EXTRACTED TEXT:

┄┄┄┄┄┄┄┄┄┄┄┄┄┄┄┄┄┄┄┄

The Deputy Chairman: Thank you. We will now move to questions.

Senator Maheu: My first question is addressed to Mr. Summers. When you talk about requesting that the Federal Court be allowed to be the final judge of whether a person should face a revocation of citizenship or not, is it not a fact that the Federal Court would not be in a position to judge anything other than the rule of law? It could not consider humanitarian reasons. The minister spoke of this last night. When you take a case before the courts, they must respond as the law dictates. If you take something before the cabinet, then humanitarian reasons can be brought up and the department reports can be brought in. I think there is quite a difference between a judge sitting on a bench and 24 people sitting around a table, many of whom have constituents from certain communities. I do not think the personal prejudice of any person would come into play. If you are dealing with one judge, he or she does not have the right to deviate from the rule of law.

Mr. Summers: I do not believe our position was that a judge of the Federal Court was the best person to deal with this. The allusion I made to Bill C-31 is that in most cases, a permanent resident who is facing loss of status has the right to appeal to the Immigration Appeal Division of the IRB, and in fact the Immigration Appeal Division has the right to consider humanitarian grounds in most cases. That would be a preferable solution. I agree that a humanitarian perspective has to be brought to bear.

Having said that, the point I was trying to make about clause 16, which is where a person has the right to appeal to the Federal Court, was really in comparison to clause 18, which does not even contain that much of a right. Clause 18 deals with the annulment of citizenship, where the minister herself -- not the cabinet -- makes the decision.

Senator Maheu: I disagree on that point.

Mr. Summers: According to clause 18, if the minister is satisfied according to the provisions of the clause, the minister may, by order, declare that citizenship is void.

┄┄┄┄┄┄┄┄┄┄┄┄┄┄┄┄┄┄┄┄

LIST OF TASKS:
A - Copy the hearing transcript word for word from "Mr. Summers: According" to "citizenship is void.".
B - According to the hearing transcript, who makes the decision to annul citizenship under clause 18?
C - List every speaker in the hearing transcript.

Dataset excerpt:

┄┄┄┄┄┄┄┄┄┄┄┄┄┄┄┄┄┄┄┄

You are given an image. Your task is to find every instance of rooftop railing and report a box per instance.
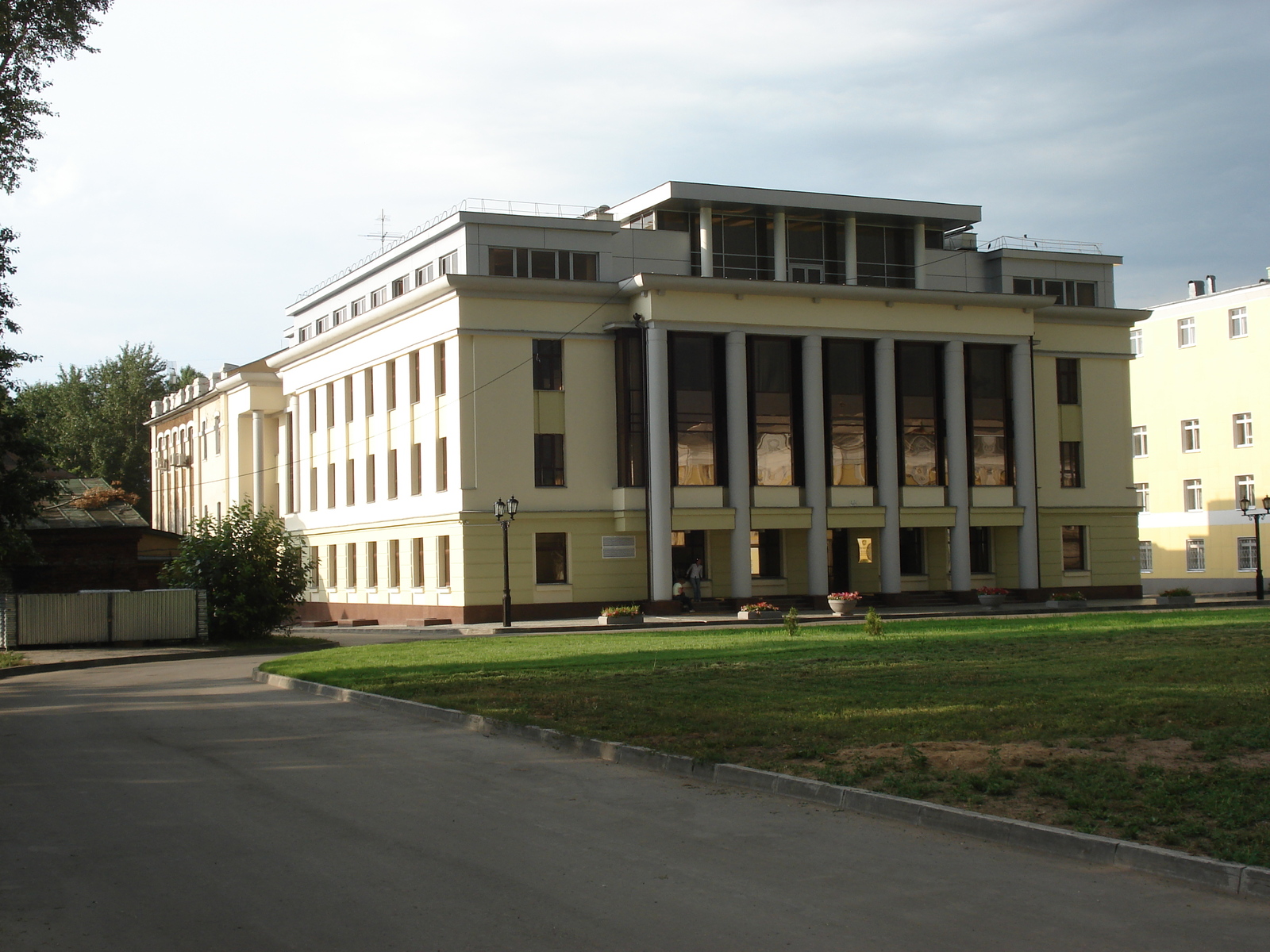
[979,235,1103,255]
[296,198,595,301]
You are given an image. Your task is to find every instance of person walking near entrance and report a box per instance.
[688,559,706,601]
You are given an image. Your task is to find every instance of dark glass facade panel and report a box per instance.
[669,334,722,486]
[965,344,1014,486]
[614,330,645,486]
[533,532,569,585]
[824,339,872,486]
[749,338,799,486]
[895,343,944,486]
[856,225,914,288]
[533,340,564,390]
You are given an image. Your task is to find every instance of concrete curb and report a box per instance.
[252,668,1270,899]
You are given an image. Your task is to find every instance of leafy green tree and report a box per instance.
[161,503,311,639]
[17,344,198,516]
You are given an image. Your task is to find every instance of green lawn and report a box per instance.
[264,609,1270,865]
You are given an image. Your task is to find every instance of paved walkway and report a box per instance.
[0,658,1270,952]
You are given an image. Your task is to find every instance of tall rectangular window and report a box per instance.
[1228,307,1249,338]
[824,338,872,486]
[1058,440,1084,489]
[533,433,564,486]
[533,532,569,585]
[895,343,944,486]
[669,334,719,486]
[1236,536,1257,573]
[533,340,564,390]
[1063,525,1090,571]
[965,344,1014,486]
[1054,357,1081,405]
[749,338,799,486]
[1234,414,1253,447]
[1183,480,1204,512]
[1234,474,1257,509]
[749,529,785,579]
[437,536,449,589]
[1183,420,1199,453]
[1186,538,1205,573]
[614,330,645,486]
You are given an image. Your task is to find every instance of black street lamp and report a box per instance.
[1240,497,1270,601]
[494,497,521,628]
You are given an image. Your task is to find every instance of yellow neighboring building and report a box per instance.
[1130,275,1270,593]
[151,182,1145,622]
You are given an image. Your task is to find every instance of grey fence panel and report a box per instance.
[113,589,198,641]
[15,592,110,645]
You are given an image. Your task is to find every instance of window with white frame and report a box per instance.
[1234,414,1253,447]
[1186,538,1204,573]
[1230,307,1249,338]
[1183,420,1199,453]
[1234,474,1257,509]
[1133,427,1147,457]
[1238,536,1257,573]
[1183,480,1204,512]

┄┄┄┄┄┄┄┄┄┄┄┄┄┄┄┄┄┄┄┄

ANSWERS FOR THE EXERCISE:
A -
Mr. Summers: According to clause 18, if the minister is satisfied according to the provisions of the clause, the minister may, by order, declare that citizenship is void.

B - The minister herself, not the cabinet.

C - The Deputy Chairman, Senator Maheu, Mr. Summers